= Assignment =
I'd like every record given again exactly, please.

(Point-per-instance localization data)
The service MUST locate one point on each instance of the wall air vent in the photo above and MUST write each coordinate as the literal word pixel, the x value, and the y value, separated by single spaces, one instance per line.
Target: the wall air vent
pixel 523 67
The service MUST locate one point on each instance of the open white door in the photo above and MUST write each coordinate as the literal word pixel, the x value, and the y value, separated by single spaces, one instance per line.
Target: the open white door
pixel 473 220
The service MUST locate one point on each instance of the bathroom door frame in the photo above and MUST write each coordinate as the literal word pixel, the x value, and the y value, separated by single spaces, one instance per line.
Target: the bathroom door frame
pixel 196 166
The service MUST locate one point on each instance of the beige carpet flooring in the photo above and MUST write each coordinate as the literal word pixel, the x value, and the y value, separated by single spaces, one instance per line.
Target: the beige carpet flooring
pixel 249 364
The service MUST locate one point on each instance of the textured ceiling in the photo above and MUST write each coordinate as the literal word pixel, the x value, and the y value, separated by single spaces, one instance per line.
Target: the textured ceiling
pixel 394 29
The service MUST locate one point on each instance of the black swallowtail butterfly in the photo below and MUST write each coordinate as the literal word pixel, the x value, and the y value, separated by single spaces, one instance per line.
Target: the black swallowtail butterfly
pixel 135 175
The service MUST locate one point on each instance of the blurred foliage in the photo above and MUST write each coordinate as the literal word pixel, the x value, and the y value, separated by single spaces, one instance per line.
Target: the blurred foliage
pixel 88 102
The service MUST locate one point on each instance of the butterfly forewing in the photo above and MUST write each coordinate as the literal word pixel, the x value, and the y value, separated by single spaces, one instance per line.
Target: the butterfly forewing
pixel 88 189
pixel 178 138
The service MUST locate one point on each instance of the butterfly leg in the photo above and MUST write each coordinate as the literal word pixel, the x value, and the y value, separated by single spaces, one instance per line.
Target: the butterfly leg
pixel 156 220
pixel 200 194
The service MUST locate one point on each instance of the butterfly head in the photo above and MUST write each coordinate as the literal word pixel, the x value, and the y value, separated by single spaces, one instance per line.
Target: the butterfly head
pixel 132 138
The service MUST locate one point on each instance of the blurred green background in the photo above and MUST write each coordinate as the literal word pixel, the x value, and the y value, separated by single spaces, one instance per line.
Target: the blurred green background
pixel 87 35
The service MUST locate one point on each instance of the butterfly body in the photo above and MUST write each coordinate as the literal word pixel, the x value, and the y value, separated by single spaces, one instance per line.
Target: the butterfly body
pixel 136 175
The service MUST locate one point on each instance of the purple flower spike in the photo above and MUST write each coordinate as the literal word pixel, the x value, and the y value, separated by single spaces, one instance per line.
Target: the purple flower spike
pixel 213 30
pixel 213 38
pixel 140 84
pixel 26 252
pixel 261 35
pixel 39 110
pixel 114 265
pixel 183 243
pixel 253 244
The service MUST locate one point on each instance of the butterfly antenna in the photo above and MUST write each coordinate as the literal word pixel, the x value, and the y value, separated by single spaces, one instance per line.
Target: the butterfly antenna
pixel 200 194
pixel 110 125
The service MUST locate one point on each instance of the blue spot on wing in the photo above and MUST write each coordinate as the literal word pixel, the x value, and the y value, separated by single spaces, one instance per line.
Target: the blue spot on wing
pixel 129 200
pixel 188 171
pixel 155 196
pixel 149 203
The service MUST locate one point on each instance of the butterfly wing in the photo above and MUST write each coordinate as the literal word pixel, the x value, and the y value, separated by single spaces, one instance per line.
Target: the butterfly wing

= Output of the exercise =
The service MUST locate one point on each instance of the wall air vent in the photo above and MUST write each coordinate as the literal word pixel, the x value, and the y value, separated by single spaces, one instance per line.
Target: the wall air vent
pixel 523 67
The service MUST locate one point on each instance of the open white door in the photo above and MUST write each coordinate as the literal word pixel, the x value, and the y value, separated by single spaces, one instance per line.
Target: the open white door
pixel 473 220
The service MUST locate one point on each instance of the bathroom door frame in the photo above and MUST write each coordinate as the literal word pixel, the x value, and the y value, separated by single spaces, one instance per line.
Target: the bathroom door frame
pixel 196 166
The service MUST locate one point on each instance of the beige carpet flooring in the photo above and MUST write each coordinate as the literal word pixel, the x value, and the y value, separated by single spaces, one instance per line.
Target: the beige carpet flooring
pixel 249 364
The service MUST locate one point on each instance of the textured ceiling in the photo above and MUST write each coordinate as the literal word pixel, the x value, and the y value, separated by single spaces, one instance per line.
Target: the textured ceiling
pixel 394 29
The service MUST locate one point on each instance of the black swallowtail butterfly in the photo below and MUST write each coordinate as the literal word pixel, the x value, and the y value, separated by single spaces, one instance per line.
Target: the black swallowtail butterfly
pixel 135 175
The service MUST locate one point on each instance of the blurred foliage in the photo above and MUST write each coordinate as the literal word pixel, the x value, and the y value, separated by single spaces, one instance per line.
Target: the blurred foliage
pixel 88 102
The service MUST locate one point on each instance of the butterfly forewing in the photo above and MUST write each coordinate as the literal word pixel, the x value, and the y value, separated by single spaces, one instance per line.
Target: the butterfly forewing
pixel 88 189
pixel 178 138
The service MUST locate one point on each instance of the butterfly leg in the photo above and MUST write each coordinate as the literal word pixel, the x value, and the y value, separated by single spaces, one instance per line.
Target: the butterfly leg
pixel 156 220
pixel 200 194
The service MUST locate one point on each instance of the butterfly head in the photo above and MUST write each coordinate as the literal word pixel, the x value, and the y value, separated by single spaces, one instance per line.
Target: the butterfly head
pixel 132 138
The service MUST locate one point on each instance of the blurred green background in the photo above and MUST write each coordinate as the literal word pixel, the x value, and the y value, separated by single spaces, one instance per line.
Target: the blurred green background
pixel 87 35
The service MUST locate one point on each instance of the butterfly body in the photo above and MUST write each coordinate as the literal word pixel, the x value, and the y value, separated by single spaces, one instance per line.
Target: the butterfly body
pixel 136 175
The service MUST locate one point on each instance of the purple flower spike in the photo above and MUST write each coordinate as the literal word pixel, the x value, and the y value, separated by single spaces, one instance per line.
Target: the purple flower spike
pixel 213 30
pixel 213 38
pixel 140 84
pixel 26 252
pixel 261 35
pixel 39 110
pixel 114 265
pixel 183 243
pixel 253 244
The service MUST locate one point on each instance of the butterfly antenna in the photo above and MUST write each coordinate as the literal word pixel, the x value, and the y value, separated by single spaces, one instance per line.
Target: the butterfly antenna
pixel 200 194
pixel 110 125
The service MUST locate one point on each instance of the blue spot on wing in the photo above and MUST write each coordinate as the literal word pixel, the x value, and the y value, separated by single spaces, one instance per line.
Target: the blue spot on wing
pixel 129 200
pixel 188 171
pixel 155 196
pixel 149 203
The service MUST locate one point on each instance of the butterfly wing in the photo above and MUST write each coordinate as the literal word pixel, the x value, and the y value, separated by single spaces, one instance per line.
Target: the butterfly wing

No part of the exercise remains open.